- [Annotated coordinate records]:
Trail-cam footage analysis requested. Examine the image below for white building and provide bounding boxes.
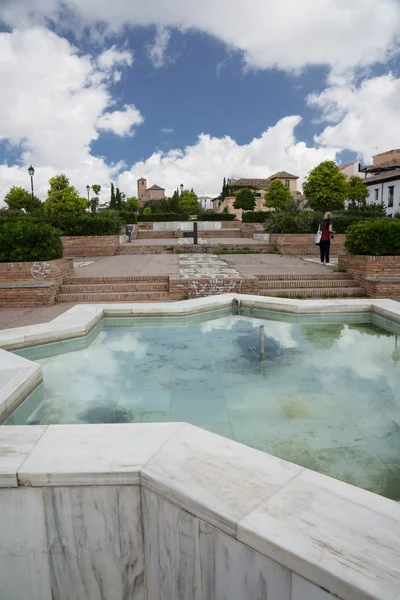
[198,196,213,210]
[360,149,400,216]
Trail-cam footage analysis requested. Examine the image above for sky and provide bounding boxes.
[0,0,400,203]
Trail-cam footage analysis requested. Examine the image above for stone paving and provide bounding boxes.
[179,254,239,279]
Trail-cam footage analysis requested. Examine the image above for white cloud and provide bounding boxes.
[97,104,144,136]
[147,27,171,69]
[308,73,400,162]
[118,116,339,195]
[2,0,400,70]
[0,27,142,203]
[97,46,133,71]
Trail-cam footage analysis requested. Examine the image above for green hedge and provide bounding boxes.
[50,214,122,236]
[197,212,236,221]
[138,213,189,222]
[0,219,63,262]
[242,210,268,223]
[346,219,400,256]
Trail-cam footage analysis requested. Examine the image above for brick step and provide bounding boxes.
[257,272,353,281]
[64,275,169,285]
[57,292,177,303]
[60,283,169,294]
[259,286,365,298]
[259,279,355,291]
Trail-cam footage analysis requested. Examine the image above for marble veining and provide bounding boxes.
[43,486,144,600]
[142,489,291,600]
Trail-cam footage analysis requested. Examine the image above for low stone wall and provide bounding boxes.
[339,254,400,279]
[0,258,74,285]
[169,277,258,299]
[339,254,400,299]
[270,233,346,256]
[240,223,264,238]
[61,235,121,257]
[0,258,74,308]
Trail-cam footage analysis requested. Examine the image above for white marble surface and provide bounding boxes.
[237,470,400,600]
[43,486,144,600]
[0,425,46,488]
[0,488,55,600]
[141,424,302,535]
[0,348,43,423]
[291,573,337,600]
[142,488,291,600]
[18,423,183,486]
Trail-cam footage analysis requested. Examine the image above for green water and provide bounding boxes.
[7,312,400,500]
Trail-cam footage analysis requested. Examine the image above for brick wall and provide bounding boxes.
[0,281,59,308]
[339,254,400,299]
[270,233,346,256]
[0,258,74,285]
[240,223,264,238]
[339,254,400,279]
[169,277,258,298]
[61,235,119,256]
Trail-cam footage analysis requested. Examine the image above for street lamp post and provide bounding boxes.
[28,165,35,210]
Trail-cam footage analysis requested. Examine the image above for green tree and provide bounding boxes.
[122,196,139,212]
[179,190,199,214]
[264,179,294,209]
[109,183,117,208]
[347,175,369,208]
[89,183,101,213]
[233,188,256,210]
[4,185,42,212]
[303,160,348,212]
[44,175,88,217]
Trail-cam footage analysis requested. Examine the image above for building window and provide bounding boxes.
[388,185,394,208]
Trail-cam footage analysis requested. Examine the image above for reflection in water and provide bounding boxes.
[8,315,400,499]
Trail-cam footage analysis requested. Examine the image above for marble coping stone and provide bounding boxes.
[0,423,400,600]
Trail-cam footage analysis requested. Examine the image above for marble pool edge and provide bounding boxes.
[0,294,400,600]
[0,294,400,426]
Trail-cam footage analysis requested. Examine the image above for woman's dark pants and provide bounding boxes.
[319,240,331,262]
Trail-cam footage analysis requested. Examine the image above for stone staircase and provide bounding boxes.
[57,275,180,303]
[258,273,365,298]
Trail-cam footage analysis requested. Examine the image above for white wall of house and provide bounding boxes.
[367,178,400,216]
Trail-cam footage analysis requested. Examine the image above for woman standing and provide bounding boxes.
[319,212,335,265]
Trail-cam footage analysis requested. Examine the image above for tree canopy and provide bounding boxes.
[179,190,199,214]
[4,185,42,212]
[233,188,256,210]
[264,179,294,209]
[303,160,349,212]
[347,175,369,208]
[44,175,88,216]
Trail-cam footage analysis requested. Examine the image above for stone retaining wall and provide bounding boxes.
[0,258,74,285]
[339,254,400,299]
[169,277,258,299]
[61,235,120,257]
[270,233,346,256]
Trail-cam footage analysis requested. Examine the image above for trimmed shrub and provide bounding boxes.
[197,212,236,221]
[0,219,63,262]
[242,210,268,223]
[346,219,400,256]
[138,213,189,222]
[50,214,122,236]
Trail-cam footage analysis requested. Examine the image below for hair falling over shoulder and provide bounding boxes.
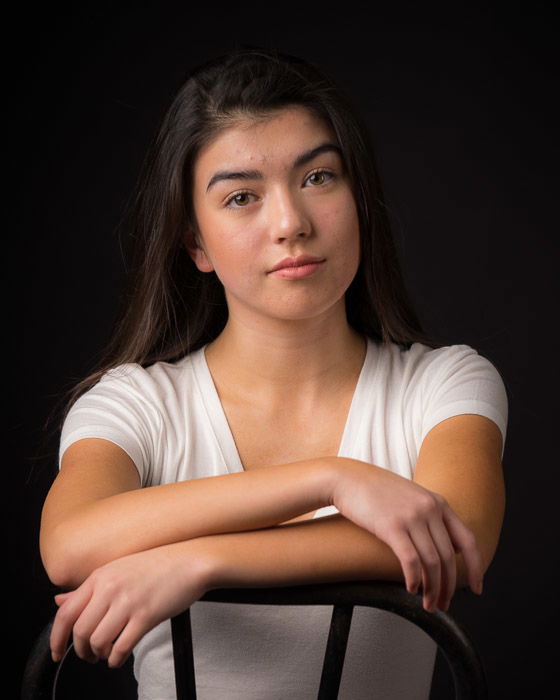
[59,48,437,424]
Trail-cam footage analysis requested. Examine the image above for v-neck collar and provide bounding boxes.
[191,338,377,473]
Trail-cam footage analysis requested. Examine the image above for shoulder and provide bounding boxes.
[378,343,501,383]
[372,343,508,446]
[87,353,196,404]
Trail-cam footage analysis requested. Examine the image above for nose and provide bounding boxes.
[269,188,313,243]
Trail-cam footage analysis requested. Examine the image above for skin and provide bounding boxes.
[41,108,504,666]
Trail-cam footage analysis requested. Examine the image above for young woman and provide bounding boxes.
[41,50,507,700]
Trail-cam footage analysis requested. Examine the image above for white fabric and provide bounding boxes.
[60,341,507,700]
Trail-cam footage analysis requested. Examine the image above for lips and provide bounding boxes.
[269,255,325,272]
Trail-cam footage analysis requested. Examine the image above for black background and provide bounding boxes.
[10,2,559,698]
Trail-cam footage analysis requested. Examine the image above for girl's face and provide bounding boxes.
[189,107,360,328]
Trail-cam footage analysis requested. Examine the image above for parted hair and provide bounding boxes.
[62,47,437,418]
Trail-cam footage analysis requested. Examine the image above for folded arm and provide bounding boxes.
[45,416,504,665]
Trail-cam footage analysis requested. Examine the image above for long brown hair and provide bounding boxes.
[60,48,437,422]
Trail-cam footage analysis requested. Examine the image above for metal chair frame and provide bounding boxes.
[21,581,488,700]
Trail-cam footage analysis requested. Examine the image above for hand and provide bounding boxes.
[51,542,210,667]
[332,460,483,610]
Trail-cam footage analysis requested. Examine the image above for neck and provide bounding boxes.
[206,305,366,398]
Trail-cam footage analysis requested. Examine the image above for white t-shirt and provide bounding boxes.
[60,340,507,700]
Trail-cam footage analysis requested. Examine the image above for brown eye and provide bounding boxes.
[306,170,334,187]
[309,173,326,185]
[226,192,251,209]
[232,192,249,207]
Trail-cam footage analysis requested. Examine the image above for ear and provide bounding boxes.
[187,236,214,272]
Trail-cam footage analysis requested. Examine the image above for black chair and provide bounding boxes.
[21,581,488,700]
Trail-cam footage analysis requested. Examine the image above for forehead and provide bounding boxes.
[195,107,337,177]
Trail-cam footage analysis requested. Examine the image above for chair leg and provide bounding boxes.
[171,609,196,700]
[317,605,354,700]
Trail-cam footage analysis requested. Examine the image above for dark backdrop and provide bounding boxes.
[12,2,559,698]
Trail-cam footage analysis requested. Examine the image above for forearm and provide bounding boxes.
[195,515,403,589]
[41,458,336,586]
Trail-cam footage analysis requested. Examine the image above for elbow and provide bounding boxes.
[40,528,94,589]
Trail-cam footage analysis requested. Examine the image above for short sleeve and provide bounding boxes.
[422,345,508,454]
[59,364,161,482]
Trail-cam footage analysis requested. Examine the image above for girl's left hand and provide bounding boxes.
[51,542,210,667]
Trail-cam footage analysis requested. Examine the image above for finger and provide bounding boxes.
[410,525,441,612]
[443,507,484,595]
[89,606,129,659]
[50,584,91,661]
[73,595,110,663]
[428,518,457,610]
[54,591,72,607]
[385,532,422,593]
[107,618,151,668]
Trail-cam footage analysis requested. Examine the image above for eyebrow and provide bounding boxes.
[206,143,342,192]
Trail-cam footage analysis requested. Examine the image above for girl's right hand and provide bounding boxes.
[51,542,211,667]
[332,459,483,610]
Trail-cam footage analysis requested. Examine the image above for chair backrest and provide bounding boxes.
[171,581,488,700]
[21,581,488,700]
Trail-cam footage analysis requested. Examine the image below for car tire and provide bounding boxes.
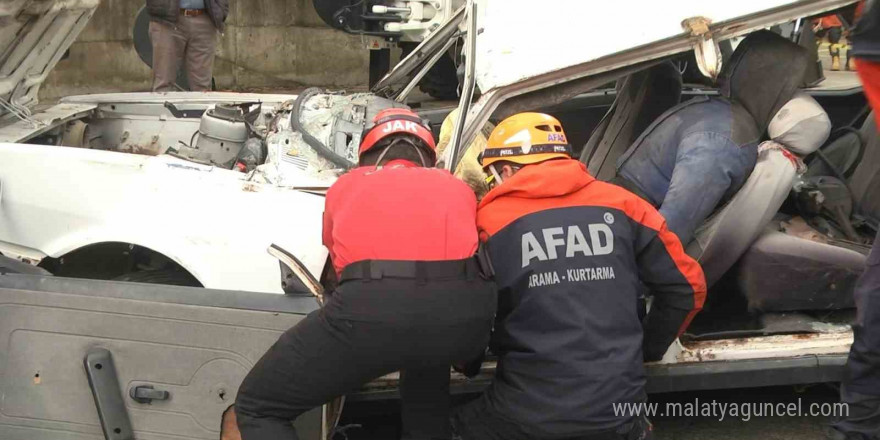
[113,269,202,287]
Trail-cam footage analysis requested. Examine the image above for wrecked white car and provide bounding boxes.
[0,0,868,440]
[0,0,424,293]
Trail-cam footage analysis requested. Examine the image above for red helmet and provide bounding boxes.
[358,108,437,155]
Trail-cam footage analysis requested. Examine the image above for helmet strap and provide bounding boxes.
[376,139,428,170]
[489,163,504,185]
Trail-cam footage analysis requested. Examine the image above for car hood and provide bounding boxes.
[0,0,100,120]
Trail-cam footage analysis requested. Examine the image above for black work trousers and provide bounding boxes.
[235,259,496,440]
[832,234,880,439]
[452,395,654,440]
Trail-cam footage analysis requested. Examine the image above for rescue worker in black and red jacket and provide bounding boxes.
[453,113,706,440]
[224,109,496,440]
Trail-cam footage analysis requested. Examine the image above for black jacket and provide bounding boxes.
[477,159,706,438]
[147,0,229,32]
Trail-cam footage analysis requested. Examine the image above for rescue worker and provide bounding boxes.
[828,2,880,440]
[146,0,229,92]
[612,31,807,245]
[227,109,496,440]
[453,113,706,440]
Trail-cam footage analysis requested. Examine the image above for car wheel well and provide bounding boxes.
[39,242,202,287]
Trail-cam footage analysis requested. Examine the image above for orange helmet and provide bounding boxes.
[358,108,437,159]
[480,113,571,169]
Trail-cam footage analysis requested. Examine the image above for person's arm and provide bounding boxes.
[635,203,706,361]
[660,132,746,245]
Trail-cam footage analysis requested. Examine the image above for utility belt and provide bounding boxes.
[608,174,660,209]
[339,257,490,283]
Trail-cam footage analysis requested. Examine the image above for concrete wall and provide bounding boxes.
[40,0,369,101]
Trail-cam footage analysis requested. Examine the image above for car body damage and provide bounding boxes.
[0,0,876,440]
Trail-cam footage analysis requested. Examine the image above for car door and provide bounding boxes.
[0,272,321,440]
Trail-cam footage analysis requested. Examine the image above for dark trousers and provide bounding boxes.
[235,260,496,440]
[452,395,654,440]
[832,230,880,439]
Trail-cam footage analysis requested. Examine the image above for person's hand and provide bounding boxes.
[220,406,241,440]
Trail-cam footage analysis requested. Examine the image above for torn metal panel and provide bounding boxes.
[0,104,97,142]
[663,332,853,363]
[0,0,100,120]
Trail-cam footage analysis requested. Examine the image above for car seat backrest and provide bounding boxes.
[847,112,880,220]
[580,61,681,181]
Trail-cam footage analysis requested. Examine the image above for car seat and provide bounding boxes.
[736,113,880,312]
[687,92,831,286]
[580,61,682,181]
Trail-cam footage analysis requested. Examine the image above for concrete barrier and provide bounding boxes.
[40,0,369,101]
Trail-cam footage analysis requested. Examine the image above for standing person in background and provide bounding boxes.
[147,0,229,92]
[828,1,880,440]
[813,14,850,71]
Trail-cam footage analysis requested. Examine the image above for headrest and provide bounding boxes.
[767,91,831,156]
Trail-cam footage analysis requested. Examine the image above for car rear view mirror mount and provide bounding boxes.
[681,17,722,81]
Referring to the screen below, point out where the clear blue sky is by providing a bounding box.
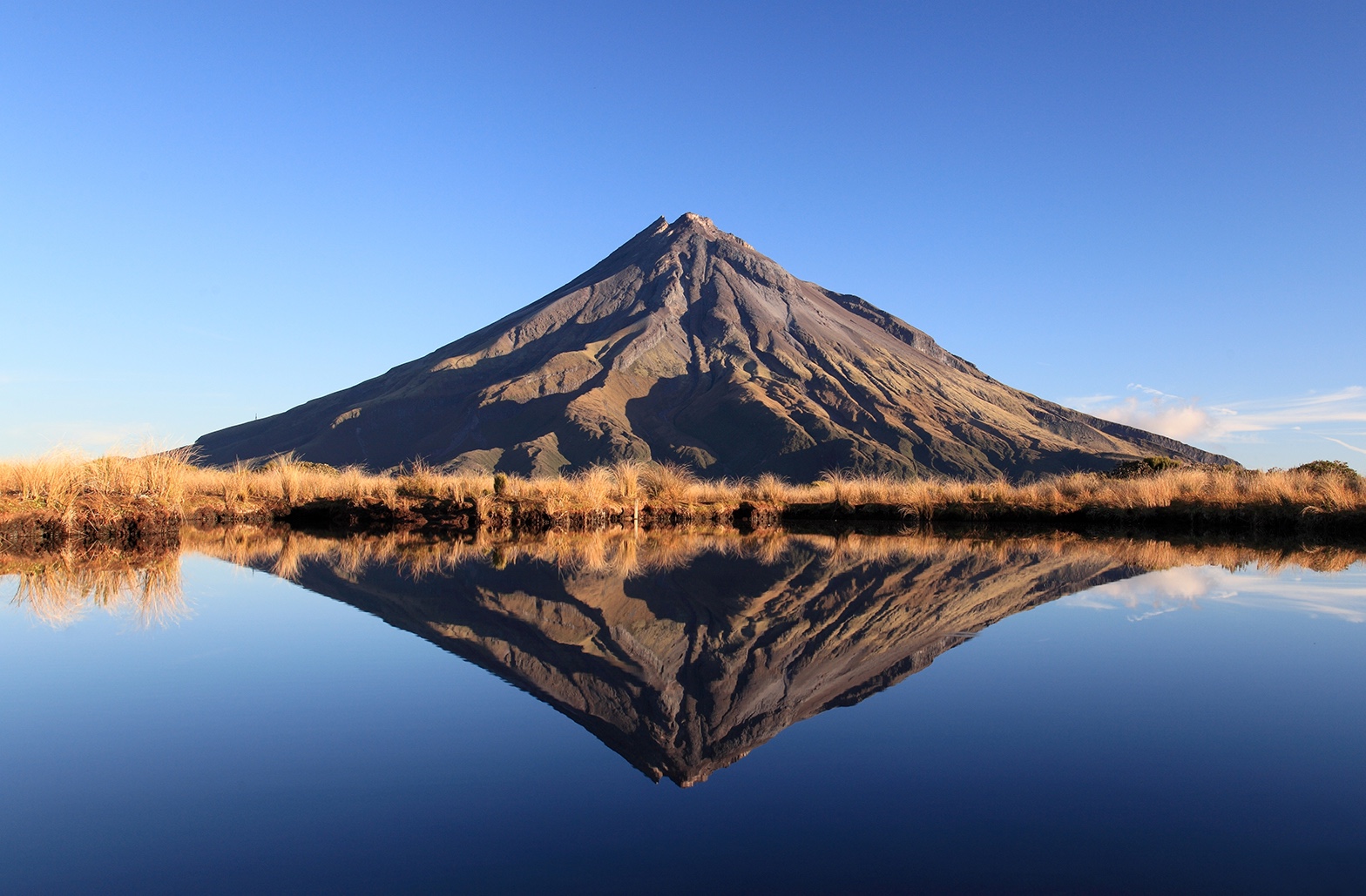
[0,0,1366,468]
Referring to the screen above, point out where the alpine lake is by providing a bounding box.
[0,527,1366,893]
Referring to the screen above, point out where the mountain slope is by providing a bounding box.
[198,214,1228,480]
[260,536,1142,787]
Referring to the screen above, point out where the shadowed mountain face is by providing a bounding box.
[198,214,1228,481]
[213,536,1142,787]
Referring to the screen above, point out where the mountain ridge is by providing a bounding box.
[198,213,1229,480]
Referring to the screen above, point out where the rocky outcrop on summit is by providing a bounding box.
[198,214,1229,480]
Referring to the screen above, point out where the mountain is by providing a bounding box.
[240,536,1143,787]
[198,214,1229,481]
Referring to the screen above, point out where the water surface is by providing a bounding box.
[0,530,1366,893]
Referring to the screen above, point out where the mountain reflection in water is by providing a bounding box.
[10,527,1361,787]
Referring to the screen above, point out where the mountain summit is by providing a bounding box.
[198,214,1228,480]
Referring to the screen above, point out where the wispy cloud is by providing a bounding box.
[1322,435,1366,455]
[1067,564,1366,623]
[1071,382,1366,454]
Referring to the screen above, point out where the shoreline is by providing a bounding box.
[0,452,1366,550]
[0,488,1366,555]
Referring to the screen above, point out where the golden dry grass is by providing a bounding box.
[0,550,186,629]
[0,452,1366,524]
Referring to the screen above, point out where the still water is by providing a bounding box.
[0,530,1366,893]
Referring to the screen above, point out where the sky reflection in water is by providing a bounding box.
[0,533,1366,892]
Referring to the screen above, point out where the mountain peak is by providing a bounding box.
[198,212,1228,480]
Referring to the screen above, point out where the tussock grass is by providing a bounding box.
[0,451,1366,527]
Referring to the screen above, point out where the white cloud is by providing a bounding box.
[1322,436,1366,455]
[1065,563,1366,623]
[1071,382,1366,454]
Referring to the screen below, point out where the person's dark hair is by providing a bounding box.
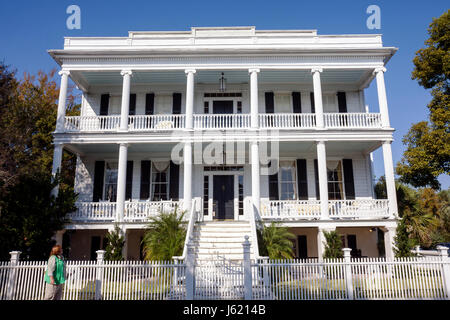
[50,244,62,257]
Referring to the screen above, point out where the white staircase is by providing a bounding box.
[192,221,255,261]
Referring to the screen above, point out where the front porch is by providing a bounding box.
[68,199,391,223]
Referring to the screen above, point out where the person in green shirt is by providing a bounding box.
[44,245,66,300]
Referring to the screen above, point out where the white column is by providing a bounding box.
[250,141,260,219]
[183,142,192,210]
[383,141,398,218]
[55,230,66,246]
[380,226,397,260]
[317,141,329,219]
[374,67,391,128]
[56,70,70,132]
[185,69,196,129]
[311,68,325,128]
[116,143,128,222]
[317,226,336,261]
[120,70,132,131]
[51,143,64,197]
[248,69,260,129]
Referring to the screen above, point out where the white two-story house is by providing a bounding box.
[49,27,398,259]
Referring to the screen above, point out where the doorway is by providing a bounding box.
[213,175,234,220]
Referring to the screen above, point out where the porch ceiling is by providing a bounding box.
[66,141,381,157]
[72,69,368,86]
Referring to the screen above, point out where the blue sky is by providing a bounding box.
[0,0,450,188]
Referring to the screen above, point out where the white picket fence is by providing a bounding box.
[0,248,450,300]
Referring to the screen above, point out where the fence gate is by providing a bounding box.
[194,258,244,300]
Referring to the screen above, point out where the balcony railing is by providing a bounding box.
[328,199,389,219]
[260,200,320,220]
[259,113,316,129]
[260,199,389,220]
[68,202,116,221]
[128,114,186,131]
[323,113,381,129]
[124,200,181,222]
[194,113,251,130]
[68,201,181,222]
[64,113,382,132]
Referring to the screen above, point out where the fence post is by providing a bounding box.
[7,251,21,300]
[95,250,106,300]
[242,235,252,300]
[437,246,450,300]
[186,238,195,300]
[342,248,354,300]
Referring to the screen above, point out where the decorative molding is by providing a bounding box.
[373,67,386,75]
[120,70,133,76]
[58,69,70,76]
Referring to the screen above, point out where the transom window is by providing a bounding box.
[327,160,344,200]
[103,162,118,202]
[152,161,170,201]
[278,161,297,200]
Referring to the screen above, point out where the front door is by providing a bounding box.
[213,175,234,220]
[213,100,233,114]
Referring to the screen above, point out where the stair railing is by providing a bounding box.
[173,199,198,260]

- [Job]: Copy everything from the start of the records down to the line with "[97,46,133,71]", including both ends. Change "white cloud" to "storm cloud", keep every other word unchanged, and leave the pictures out of your answer.

- [Expected answer]:
Trail-cam footage analysis requested. Examine the image below for white building and provide bounding boxes.
[198,196,213,210]
[360,149,400,216]
Trail-cam footage analysis requested. Examine the image above for sky and provide bounding boxes.
[0,0,400,203]
Trail-cam footage analysis requested. Examine the image above for stone paving and provide bounding boxes.
[179,254,239,279]
Trail-cam footage analysis requested. Examine the image above for storm cloud and provide bounding boxes.
[97,104,144,136]
[147,27,171,69]
[308,73,400,162]
[118,116,339,195]
[2,0,400,70]
[0,27,142,203]
[97,46,133,71]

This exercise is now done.